__PASSAGE TO READ__:
Start of Block

San Francisco Part Two: Sunnydale Beckons

            OK, I would never want this blog to be about some J.A.P. who goes on a weekend trip and blogs about the crepes he eats and what powerful lessons he learned, but you know what just bear with me for a few paragraphs. I think we can all agree that I’ve made a decent effort at not doing awful things like foresquare or taking pictures of my salads.

When I was trying to get from Japantown to the Haight via the light rail, I asked some strangers for help. I spoke with a kind of touched middle aged woman with a bob, merlot lipstick, a red pussy pack, and a purple blazer. She was on her way to her weekly poetry group.

I envied her, in the same way I used to envy this purple haired old woman who would show up every Sunday at the Taj Boston for High Tea, dressed to the Nines, Brooch polished, ready to hear some violin BY HER OWN DAMN SELF. How free they must feel! Without the neuroses or self-consciousness that we all face, they could do anything they want and be so far gone that they wouldn’t even realize it. They had really crossed over, and they weren’t coming back.

Of course, as the day went on, nagging thoughts about my body started creeping in, on account of the fact that I haven’t exercised in over a week and I have been eating like a pig on this trip. I went to go see a revivalist screening of Donnie Darko, then boarded a subway to my hostel.

The train was headed towards Sunnydale.

Sunnydale, California.

End of Block

__DATASET EXCERPTS__:
Start of Block

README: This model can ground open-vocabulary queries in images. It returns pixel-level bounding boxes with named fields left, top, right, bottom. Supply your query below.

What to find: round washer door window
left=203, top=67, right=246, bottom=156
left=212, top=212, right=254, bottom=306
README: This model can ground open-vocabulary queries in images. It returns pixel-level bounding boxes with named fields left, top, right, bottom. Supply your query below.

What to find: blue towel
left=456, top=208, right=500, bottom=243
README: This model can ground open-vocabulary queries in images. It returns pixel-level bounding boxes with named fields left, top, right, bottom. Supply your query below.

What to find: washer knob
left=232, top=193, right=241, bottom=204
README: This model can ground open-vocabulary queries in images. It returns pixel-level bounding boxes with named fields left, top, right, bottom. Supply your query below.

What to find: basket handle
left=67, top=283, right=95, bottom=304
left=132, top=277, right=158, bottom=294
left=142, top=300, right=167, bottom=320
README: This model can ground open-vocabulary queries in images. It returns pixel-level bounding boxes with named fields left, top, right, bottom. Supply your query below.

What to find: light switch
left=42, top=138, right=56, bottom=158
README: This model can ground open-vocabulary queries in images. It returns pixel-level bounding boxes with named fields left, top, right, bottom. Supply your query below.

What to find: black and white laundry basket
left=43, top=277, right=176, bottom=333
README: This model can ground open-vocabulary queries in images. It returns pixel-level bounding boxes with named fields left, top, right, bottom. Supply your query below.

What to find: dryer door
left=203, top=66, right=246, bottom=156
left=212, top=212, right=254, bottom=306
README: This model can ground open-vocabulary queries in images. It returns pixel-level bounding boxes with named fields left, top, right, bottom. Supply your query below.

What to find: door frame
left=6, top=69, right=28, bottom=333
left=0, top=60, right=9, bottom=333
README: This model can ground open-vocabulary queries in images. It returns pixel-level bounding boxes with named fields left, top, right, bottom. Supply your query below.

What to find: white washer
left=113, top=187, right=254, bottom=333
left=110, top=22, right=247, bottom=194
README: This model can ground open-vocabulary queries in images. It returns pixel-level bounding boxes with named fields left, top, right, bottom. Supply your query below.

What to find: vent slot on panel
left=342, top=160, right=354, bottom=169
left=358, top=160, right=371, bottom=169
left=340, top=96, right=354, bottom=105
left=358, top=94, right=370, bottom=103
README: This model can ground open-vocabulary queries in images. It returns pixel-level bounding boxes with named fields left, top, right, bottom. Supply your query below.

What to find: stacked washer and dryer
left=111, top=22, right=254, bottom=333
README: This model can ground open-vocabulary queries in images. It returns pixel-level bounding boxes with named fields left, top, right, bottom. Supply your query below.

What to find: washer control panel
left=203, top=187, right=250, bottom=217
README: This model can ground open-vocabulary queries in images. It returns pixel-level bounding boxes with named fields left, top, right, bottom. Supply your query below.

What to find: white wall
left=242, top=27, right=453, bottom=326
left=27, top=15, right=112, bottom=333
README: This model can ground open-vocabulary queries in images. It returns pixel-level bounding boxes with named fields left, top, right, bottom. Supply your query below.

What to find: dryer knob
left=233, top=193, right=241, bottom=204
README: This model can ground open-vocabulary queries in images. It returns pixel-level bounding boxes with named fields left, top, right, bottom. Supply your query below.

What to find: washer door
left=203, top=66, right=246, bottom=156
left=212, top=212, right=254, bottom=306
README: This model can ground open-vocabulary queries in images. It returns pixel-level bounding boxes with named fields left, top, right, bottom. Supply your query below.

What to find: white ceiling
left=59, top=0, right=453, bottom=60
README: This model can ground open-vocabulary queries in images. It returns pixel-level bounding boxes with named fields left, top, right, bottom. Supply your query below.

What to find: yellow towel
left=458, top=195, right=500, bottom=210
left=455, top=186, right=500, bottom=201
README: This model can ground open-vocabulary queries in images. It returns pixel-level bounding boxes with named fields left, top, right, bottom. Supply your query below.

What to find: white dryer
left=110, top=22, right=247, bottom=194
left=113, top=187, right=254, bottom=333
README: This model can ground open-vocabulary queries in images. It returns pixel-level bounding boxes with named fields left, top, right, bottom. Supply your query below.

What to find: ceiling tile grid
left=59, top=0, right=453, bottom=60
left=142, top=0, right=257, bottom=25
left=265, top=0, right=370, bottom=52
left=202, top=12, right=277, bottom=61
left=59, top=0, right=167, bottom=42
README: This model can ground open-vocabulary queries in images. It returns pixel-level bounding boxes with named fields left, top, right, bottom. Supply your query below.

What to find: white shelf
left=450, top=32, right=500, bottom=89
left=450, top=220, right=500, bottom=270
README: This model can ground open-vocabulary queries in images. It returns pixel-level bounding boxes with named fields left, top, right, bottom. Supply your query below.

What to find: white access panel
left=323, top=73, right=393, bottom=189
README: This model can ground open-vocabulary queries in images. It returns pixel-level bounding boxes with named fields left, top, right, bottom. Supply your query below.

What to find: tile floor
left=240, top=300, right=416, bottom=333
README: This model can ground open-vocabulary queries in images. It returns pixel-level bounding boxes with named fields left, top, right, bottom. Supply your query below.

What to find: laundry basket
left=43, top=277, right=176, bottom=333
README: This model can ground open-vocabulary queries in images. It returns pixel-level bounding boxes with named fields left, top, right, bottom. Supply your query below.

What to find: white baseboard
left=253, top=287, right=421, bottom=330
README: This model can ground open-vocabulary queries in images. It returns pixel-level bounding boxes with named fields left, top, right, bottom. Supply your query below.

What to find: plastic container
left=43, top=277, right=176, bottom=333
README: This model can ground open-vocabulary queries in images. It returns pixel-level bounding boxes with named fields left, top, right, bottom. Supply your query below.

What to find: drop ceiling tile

End of Block

__WORK INSTRUCTION 1__:
In the San Francisco blog post, where was the woman in the purple blazer headed?
__WORK INSTRUCTION 2__:
Repeat everything from "San Francisco Part" down to "weekly poetry group." in the San Francisco blog post.
__WORK INSTRUCTION 3__:
Translate this sentence from the San Francisco blog post into Spanish: "The train was headed towards Sunnydale."
The rows don't matter here.

__WORKED SOLUTION 1__:
To her weekly poetry group.

__WORKED SOLUTION 2__:
San Francisco Part Two: Sunnydale Beckons

            OK, I would never want this blog to be about some J.A.P. who goes on a weekend trip and blogs about the crepes he eats and what powerful lessons he learned, but you know what just bear with me for a few paragraphs. I think we can all agree that I’ve made a decent effort at not doing awful things like foresquare or taking pictures of my salads.

When I was trying to get from Japantown to the Haight via the light rail, I asked some strangers for help. I spoke with a kind of touched middle aged woman with a bob, merlot lipstick, a red pussy pack, and a purple blazer. She was on her way to her weekly poetry group.

__WORKED SOLUTION 3__:
El tren se dirigía hacia Sunnydale.